» DOCUMENT SEGMENT:
[Start]
Codru Vrabie: Moldova, Georgia and Ukraine must be supported in economic and humane terms on their path to the EU
Interview with the Romanian expert on good governance in the context of the three countries application for accession to the EU
On 9 March 2022 Cross-border Talks interviewed the Romanian expert on good governance Codru Vrabie about what is realistic to happen on the EU road of Moldova, Georgia and Ukraine, when they have war or frozen conflicts in their territories, what can the eastern countries in the EU do for them and what have been the good stories for reform in change in them, especially in the Republic of Moldova.
This interview was published on 10 March 2022 on the blog Cross-border Talks.
Welcome to another interview of Cross-border Talks. We continue to reflect on the situation in Ukraine and what it means for the region beyond it, as well as for Eastern Europe itself. Recently, in the beginning of March, Ukraine, Republic of Moldova and Georgia applied for EU membership, and we are now having an interlocutor who probably has a lot to say about all these developments. This is Codru Vrabie. He’s a long-standing NGO activist from Romania, involved in a number of initiatives over the years for better governance, he is an anti-corruption expert, etc. And most recently, he has been involved in confronting our problem of Leaders in Justice, which led him to do a lot of training with young magistrates and jurists from Romania and Moldova. So we have a lot to discuss with him.
[End]
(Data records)
[Start]
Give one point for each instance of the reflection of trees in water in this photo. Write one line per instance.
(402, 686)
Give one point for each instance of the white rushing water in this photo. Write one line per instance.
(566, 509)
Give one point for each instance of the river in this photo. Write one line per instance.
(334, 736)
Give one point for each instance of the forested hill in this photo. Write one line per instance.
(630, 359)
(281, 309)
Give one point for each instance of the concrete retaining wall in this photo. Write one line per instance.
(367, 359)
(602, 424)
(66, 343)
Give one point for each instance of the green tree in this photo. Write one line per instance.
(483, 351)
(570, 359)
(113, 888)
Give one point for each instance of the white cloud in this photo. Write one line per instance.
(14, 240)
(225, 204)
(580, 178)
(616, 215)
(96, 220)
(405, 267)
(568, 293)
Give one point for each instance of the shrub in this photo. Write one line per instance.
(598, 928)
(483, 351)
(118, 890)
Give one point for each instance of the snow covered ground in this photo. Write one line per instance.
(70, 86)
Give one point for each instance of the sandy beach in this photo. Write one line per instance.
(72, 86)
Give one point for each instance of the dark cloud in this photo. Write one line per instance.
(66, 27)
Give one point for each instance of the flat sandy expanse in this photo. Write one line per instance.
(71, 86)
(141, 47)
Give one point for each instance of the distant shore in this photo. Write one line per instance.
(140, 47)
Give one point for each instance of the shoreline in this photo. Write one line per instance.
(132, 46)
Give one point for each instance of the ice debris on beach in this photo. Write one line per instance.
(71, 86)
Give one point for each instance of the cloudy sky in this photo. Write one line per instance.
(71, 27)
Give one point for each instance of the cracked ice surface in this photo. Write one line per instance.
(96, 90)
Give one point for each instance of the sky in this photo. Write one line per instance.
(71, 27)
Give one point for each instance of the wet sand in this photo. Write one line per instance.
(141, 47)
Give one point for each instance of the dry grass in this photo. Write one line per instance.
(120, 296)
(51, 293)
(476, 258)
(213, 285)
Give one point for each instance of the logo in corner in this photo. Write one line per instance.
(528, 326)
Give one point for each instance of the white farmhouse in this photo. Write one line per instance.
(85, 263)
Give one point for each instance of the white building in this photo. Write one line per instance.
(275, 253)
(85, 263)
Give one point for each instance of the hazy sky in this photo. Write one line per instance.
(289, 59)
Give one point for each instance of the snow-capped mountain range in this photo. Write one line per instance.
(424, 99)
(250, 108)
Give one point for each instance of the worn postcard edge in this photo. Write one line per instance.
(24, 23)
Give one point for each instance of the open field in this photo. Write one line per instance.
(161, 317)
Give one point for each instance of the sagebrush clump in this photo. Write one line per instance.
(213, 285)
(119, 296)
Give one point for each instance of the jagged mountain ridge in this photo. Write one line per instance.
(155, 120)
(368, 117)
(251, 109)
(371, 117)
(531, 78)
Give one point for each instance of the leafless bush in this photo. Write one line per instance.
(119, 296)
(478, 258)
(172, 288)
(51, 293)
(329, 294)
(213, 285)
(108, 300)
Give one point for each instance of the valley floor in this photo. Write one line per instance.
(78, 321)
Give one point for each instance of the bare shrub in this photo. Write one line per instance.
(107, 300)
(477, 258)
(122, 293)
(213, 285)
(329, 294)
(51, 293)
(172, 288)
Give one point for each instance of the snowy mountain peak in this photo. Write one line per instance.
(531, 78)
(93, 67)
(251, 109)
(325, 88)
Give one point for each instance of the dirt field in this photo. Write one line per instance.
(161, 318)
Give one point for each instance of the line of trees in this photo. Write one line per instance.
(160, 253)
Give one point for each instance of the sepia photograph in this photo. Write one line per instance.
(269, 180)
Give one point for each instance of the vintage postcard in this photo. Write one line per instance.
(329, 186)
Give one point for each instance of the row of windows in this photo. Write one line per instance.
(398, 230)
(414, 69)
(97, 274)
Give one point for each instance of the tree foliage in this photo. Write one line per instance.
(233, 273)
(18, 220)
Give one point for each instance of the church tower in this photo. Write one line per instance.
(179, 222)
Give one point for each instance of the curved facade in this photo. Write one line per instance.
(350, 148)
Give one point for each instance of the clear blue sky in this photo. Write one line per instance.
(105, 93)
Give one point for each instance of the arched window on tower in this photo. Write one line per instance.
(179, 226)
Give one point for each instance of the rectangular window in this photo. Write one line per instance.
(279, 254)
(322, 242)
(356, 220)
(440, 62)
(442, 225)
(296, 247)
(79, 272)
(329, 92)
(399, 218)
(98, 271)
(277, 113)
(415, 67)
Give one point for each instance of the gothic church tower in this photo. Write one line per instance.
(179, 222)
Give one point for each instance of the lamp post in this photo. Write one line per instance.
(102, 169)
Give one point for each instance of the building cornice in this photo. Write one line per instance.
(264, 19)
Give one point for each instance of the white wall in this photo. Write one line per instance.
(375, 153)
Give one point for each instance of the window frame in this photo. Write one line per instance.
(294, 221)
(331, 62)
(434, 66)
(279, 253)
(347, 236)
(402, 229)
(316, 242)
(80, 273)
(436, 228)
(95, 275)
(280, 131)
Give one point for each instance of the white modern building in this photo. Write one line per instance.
[End]
» WHAT YOU NEED TO DO: According to the interview page, on what date was the Codru Vrabie interview published on the Cross-border Talks blog? Please answer briefly.

» RESPONSE: 10 March 2022